**Required task:** Gather each line in the data below that contains the word "lamp", and copy those lines out in full.

-- start --

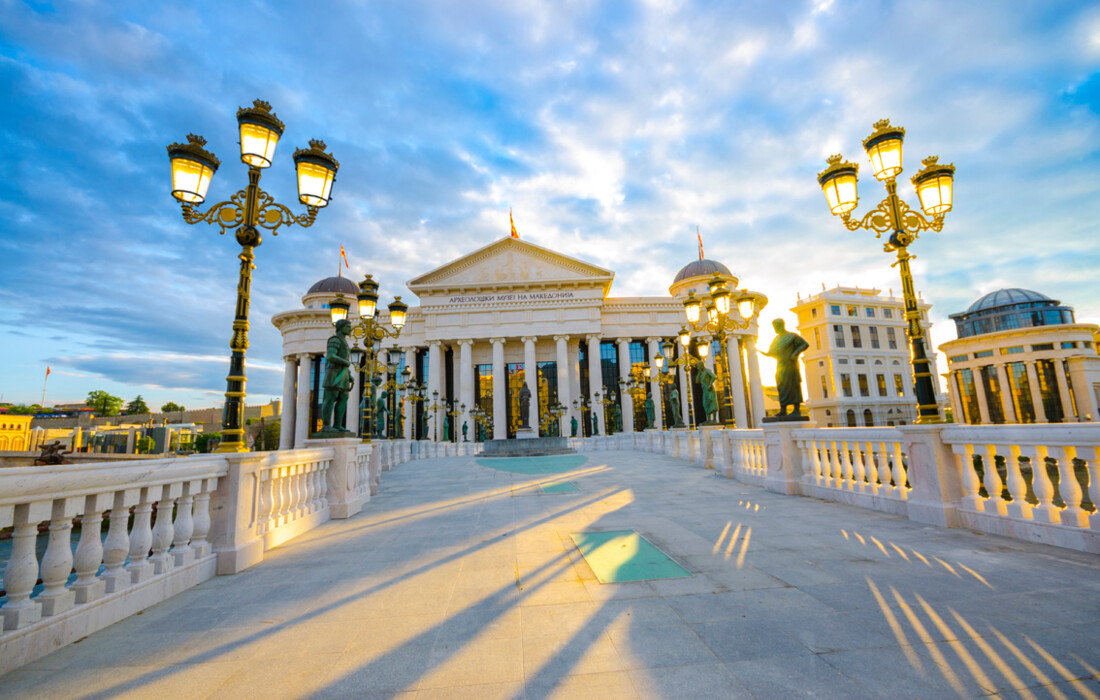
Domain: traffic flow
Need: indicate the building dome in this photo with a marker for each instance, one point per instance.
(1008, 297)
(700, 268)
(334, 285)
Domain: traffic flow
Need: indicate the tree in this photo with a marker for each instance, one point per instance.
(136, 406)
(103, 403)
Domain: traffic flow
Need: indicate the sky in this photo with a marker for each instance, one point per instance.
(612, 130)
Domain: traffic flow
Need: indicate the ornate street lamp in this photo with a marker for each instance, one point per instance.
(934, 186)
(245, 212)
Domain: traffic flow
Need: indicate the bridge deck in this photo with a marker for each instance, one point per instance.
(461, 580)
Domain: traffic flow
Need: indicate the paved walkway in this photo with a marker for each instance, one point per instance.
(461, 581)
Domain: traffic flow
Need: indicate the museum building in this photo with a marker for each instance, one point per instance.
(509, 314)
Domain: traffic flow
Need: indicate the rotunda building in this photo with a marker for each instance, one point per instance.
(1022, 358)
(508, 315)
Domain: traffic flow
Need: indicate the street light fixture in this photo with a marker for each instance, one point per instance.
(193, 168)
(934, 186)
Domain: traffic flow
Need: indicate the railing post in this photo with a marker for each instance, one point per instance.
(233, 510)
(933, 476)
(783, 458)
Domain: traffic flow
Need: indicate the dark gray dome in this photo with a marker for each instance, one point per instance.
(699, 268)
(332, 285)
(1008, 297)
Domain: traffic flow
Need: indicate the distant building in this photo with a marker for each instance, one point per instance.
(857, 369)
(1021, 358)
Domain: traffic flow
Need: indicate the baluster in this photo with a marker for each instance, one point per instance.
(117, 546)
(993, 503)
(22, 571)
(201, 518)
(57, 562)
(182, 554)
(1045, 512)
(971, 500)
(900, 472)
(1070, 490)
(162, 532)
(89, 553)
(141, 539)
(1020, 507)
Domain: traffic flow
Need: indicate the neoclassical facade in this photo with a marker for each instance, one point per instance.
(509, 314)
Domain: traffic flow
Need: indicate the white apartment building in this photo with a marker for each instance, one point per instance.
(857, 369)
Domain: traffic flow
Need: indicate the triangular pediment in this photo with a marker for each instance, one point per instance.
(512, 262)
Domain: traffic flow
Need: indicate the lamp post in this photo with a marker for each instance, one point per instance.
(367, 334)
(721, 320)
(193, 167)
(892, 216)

-- end --

**Exercise result:**
Need: indicate the ornate street lamp in this photo with a marker for each instance, one point per instance.
Need: indicate the lamp post in this photo with a marker for each instance, one point per instance.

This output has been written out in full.